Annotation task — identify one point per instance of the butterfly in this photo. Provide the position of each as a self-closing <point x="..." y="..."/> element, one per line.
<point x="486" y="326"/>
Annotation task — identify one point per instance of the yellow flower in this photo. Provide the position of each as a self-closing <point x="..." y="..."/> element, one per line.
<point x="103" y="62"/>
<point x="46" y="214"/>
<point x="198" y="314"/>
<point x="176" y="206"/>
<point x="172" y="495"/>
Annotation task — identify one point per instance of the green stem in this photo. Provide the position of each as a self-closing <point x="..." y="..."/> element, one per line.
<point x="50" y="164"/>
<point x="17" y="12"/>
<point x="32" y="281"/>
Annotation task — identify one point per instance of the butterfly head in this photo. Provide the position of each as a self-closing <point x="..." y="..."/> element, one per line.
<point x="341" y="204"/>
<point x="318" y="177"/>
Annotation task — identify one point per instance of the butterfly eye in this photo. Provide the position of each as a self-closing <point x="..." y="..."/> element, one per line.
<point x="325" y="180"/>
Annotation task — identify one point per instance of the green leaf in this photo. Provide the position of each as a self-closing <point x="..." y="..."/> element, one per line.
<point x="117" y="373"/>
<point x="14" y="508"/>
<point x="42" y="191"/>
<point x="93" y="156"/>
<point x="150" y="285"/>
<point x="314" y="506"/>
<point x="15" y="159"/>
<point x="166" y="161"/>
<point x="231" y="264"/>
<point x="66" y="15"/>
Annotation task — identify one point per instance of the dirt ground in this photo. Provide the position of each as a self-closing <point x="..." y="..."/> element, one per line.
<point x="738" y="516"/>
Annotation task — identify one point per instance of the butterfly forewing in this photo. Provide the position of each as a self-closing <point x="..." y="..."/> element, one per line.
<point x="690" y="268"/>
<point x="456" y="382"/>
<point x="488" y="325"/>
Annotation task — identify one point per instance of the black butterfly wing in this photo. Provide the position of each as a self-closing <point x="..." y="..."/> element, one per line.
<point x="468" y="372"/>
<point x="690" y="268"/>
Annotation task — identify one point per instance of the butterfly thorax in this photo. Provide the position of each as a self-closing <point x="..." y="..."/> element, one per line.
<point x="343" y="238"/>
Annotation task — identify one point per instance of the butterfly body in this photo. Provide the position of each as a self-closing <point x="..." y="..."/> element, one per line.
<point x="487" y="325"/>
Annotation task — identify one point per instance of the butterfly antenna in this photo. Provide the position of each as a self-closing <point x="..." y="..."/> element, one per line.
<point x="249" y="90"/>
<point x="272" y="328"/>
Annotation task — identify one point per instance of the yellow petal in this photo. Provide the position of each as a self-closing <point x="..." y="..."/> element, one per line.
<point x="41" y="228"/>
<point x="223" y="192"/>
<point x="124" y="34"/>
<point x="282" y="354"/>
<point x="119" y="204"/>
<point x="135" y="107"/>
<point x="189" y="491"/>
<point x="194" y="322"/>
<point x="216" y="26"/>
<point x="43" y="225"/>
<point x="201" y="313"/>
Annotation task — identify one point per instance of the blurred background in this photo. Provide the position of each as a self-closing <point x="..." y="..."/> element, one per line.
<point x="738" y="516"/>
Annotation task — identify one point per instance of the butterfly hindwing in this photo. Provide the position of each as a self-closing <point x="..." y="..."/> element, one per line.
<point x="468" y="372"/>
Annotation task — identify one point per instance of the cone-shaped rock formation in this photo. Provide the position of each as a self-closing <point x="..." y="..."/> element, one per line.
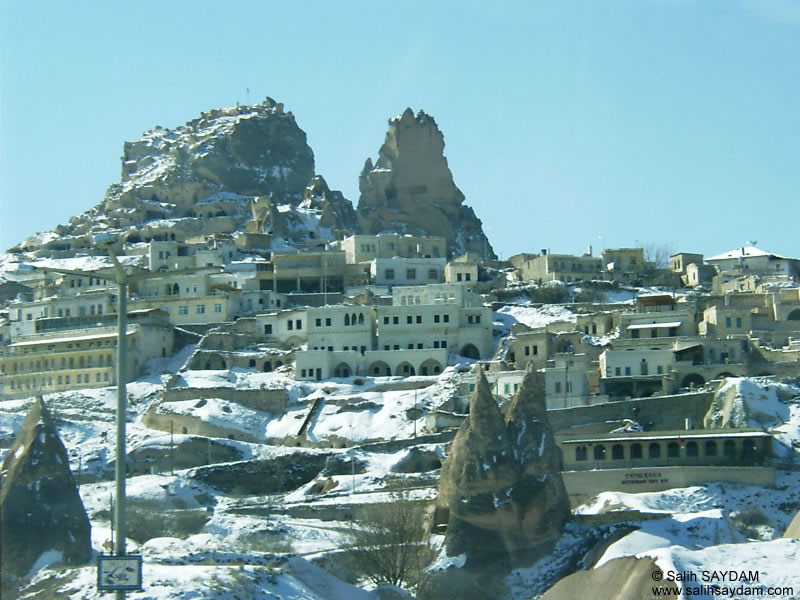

━━━━━━━━━━━━━━━━━━━━━━━━━━━━━━

TASK OBJECTIVE → Recast each line of the material above as a Markdown table with two columns, "No." for the row number and "Line" for the line itself. Omit the blank lines and the pictures.

EXERCISE ANSWER →
| No. | Line |
|---|---|
| 1 | Annotation task — identify one point per instance of the butterfly in this photo. Provide the position of each as a self-closing <point x="..." y="..."/> element, one per line. |
| 2 | <point x="486" y="326"/> |
| 3 | Annotation task — identify one point per instance of the yellow flower in this photo. Provide the position of each as a self-closing <point x="..." y="..."/> element, one per line. |
| 4 | <point x="103" y="62"/> |
| 5 | <point x="46" y="214"/> |
| 6 | <point x="198" y="314"/> |
| 7 | <point x="176" y="206"/> |
| 8 | <point x="172" y="495"/> |
| 9 | Annotation task — identify one point per instance of the green stem in this photo. Provide the position of each as a self-closing <point x="..." y="..."/> element, one per line. |
| 10 | <point x="50" y="164"/> |
| 11 | <point x="17" y="12"/> |
| 12 | <point x="32" y="281"/> |
| 13 | Annotation task — identify one point per instance of the butterfly head in this photo. Provide the position of each as a self-closing <point x="..." y="..."/> element, one per line. |
| 14 | <point x="341" y="204"/> |
| 15 | <point x="318" y="177"/> |
| 16 | Annotation task — identify one point per instance of the butterfly eye in this photo. Provide the position of each as a self-closing <point x="..." y="..."/> element, one per line. |
| 17 | <point x="325" y="180"/> |
| 18 | Annotation task — identify one point per instance of the green leaf in this photo. Provide the position of each as a self-closing <point x="..." y="..."/> element, one per line. |
| 19 | <point x="117" y="373"/> |
| 20 | <point x="14" y="508"/> |
| 21 | <point x="42" y="191"/> |
| 22 | <point x="93" y="156"/> |
| 23 | <point x="150" y="285"/> |
| 24 | <point x="314" y="506"/> |
| 25 | <point x="15" y="159"/> |
| 26 | <point x="166" y="161"/> |
| 27 | <point x="231" y="264"/> |
| 28 | <point x="66" y="15"/> |
| 29 | Annotation task — identify one point per instance of the dirt ground in this photo. Provide the position of each as a self-closing <point x="..." y="..."/> element, one per line. |
| 30 | <point x="738" y="516"/> |
| 31 | Annotation task — identify one point per instance of the butterfly forewing in this photo. Provide the position of each as a self-closing <point x="..." y="..."/> element, one per line. |
| 32 | <point x="690" y="268"/> |
| 33 | <point x="456" y="382"/> |
| 34 | <point x="488" y="325"/> |
| 35 | Annotation task — identify one point per instance of the black butterfly wing in this photo. Provide the position of each as a self-closing <point x="..." y="..."/> element, one per line. |
| 36 | <point x="468" y="372"/> |
| 37 | <point x="690" y="268"/> |
| 38 | Annotation task — identify one point per instance of the butterfly thorax in this photo. Provide the position of each as a self-closing <point x="..." y="..."/> element, one per line. |
| 39 | <point x="343" y="238"/> |
| 40 | Annotation task — identify one point per instance of the butterfly body in this photo. Provide the position of each as a self-closing <point x="..." y="..."/> element, one per line. |
| 41 | <point x="487" y="325"/> |
| 42 | Annotation task — identify one point per instance of the butterfly antenna in this photo. Provide the position of each as a self-closing <point x="..." y="..."/> element, one per line. |
| 43 | <point x="249" y="90"/> |
| 44 | <point x="272" y="328"/> |
| 45 | Annotation task — identify one point per instance of the yellow petal in this photo. Provide the position of each as a self-closing <point x="..." y="..."/> element, one per line. |
| 46 | <point x="41" y="228"/> |
| 47 | <point x="223" y="192"/> |
| 48 | <point x="124" y="34"/> |
| 49 | <point x="282" y="354"/> |
| 50 | <point x="119" y="204"/> |
| 51 | <point x="135" y="107"/> |
| 52 | <point x="189" y="491"/> |
| 53 | <point x="194" y="322"/> |
| 54 | <point x="216" y="26"/> |
| 55 | <point x="43" y="225"/> |
| 56 | <point x="201" y="313"/> |
| 57 | Annotation task — identify one point per instance of the blurred background in this photo. Provide the position of each as a self-closing <point x="..." y="..."/> element, one per line. |
| 58 | <point x="738" y="516"/> |
| 59 | Annotation task — identify one point per instance of the butterfly hindwing in this photo. Provide the position of each as a self-closing <point x="..." y="..."/> element, one per line. |
| 60 | <point x="468" y="372"/> |
| 61 | Annotation task — identify one point per instance of the cone-shaped rock formation in this photo. Provide the position of each as a self-closing <point x="..." y="..."/> element, one per line. |